WHAT YOU ARE ASKED TO DO:
Please count the lines in the entries below that contain the word "instance". Reply with the number alone.
>> begin MATERIAL SHOWN
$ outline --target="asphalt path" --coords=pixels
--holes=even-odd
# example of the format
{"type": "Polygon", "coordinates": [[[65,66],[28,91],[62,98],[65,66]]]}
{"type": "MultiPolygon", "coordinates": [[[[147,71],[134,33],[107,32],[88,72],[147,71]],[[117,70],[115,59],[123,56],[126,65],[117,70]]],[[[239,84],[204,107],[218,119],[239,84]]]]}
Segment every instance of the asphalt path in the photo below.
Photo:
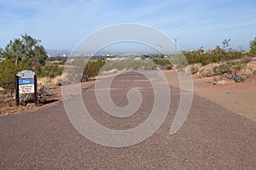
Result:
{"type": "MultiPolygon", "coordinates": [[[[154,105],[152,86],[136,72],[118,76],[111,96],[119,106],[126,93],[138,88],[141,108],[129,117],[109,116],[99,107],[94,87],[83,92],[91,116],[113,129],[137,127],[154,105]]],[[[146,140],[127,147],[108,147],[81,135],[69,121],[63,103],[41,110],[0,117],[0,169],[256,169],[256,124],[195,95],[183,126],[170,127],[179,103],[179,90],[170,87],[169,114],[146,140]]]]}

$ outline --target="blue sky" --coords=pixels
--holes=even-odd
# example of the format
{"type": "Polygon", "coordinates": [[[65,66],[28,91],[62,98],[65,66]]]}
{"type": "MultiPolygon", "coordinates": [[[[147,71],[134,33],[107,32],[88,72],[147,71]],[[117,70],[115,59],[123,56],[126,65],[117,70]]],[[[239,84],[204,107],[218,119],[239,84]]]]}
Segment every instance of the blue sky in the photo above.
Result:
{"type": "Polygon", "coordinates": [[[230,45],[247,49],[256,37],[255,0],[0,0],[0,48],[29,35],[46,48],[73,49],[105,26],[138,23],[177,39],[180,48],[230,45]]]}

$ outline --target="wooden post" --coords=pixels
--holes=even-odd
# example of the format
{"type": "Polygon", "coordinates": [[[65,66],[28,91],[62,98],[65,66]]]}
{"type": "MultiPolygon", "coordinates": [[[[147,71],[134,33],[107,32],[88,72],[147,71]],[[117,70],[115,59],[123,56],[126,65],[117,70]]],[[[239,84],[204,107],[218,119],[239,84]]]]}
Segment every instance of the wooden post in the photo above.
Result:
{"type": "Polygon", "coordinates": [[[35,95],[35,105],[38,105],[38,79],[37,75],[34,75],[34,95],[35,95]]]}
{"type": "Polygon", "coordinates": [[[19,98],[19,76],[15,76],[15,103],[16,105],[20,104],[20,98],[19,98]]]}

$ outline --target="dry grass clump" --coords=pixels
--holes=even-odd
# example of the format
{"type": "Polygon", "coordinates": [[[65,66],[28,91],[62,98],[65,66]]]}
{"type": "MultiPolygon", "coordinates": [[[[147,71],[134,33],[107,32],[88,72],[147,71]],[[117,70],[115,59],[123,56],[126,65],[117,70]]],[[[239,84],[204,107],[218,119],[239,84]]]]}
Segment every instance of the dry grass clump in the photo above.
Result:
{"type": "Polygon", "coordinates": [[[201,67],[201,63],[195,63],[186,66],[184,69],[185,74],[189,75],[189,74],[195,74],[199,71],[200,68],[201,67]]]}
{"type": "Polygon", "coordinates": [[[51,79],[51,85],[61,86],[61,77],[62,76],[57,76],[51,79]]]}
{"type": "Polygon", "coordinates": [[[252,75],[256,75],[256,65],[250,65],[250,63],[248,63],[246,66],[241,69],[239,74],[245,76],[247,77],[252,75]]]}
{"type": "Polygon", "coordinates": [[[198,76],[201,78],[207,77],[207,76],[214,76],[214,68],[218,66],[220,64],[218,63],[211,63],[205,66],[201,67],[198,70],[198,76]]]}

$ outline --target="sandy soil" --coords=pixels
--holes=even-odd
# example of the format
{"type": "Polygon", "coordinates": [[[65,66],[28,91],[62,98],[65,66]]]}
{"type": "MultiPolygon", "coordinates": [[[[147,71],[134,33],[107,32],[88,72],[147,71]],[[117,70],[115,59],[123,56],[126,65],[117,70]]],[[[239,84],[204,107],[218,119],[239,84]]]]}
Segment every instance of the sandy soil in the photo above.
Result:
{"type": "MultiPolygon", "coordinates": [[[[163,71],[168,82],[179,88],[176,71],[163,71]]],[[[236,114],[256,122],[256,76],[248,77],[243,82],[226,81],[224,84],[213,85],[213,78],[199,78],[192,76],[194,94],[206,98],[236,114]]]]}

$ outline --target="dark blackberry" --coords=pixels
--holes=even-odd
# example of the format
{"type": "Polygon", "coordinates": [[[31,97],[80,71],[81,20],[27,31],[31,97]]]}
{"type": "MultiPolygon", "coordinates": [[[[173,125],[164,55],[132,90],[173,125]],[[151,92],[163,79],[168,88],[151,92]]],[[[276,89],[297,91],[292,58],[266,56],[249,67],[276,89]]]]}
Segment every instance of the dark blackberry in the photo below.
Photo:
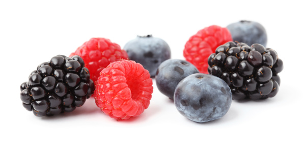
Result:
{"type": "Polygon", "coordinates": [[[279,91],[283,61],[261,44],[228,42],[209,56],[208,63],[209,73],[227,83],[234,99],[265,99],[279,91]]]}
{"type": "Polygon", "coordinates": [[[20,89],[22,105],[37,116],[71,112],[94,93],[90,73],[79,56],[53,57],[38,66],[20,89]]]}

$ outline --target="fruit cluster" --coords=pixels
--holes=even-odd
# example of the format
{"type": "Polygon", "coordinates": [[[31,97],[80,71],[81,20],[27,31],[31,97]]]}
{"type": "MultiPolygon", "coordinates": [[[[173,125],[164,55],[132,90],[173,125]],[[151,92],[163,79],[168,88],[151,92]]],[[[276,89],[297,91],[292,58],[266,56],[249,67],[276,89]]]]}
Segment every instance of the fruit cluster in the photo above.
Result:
>> end MATERIAL SHOWN
RESPONSE BELOW:
7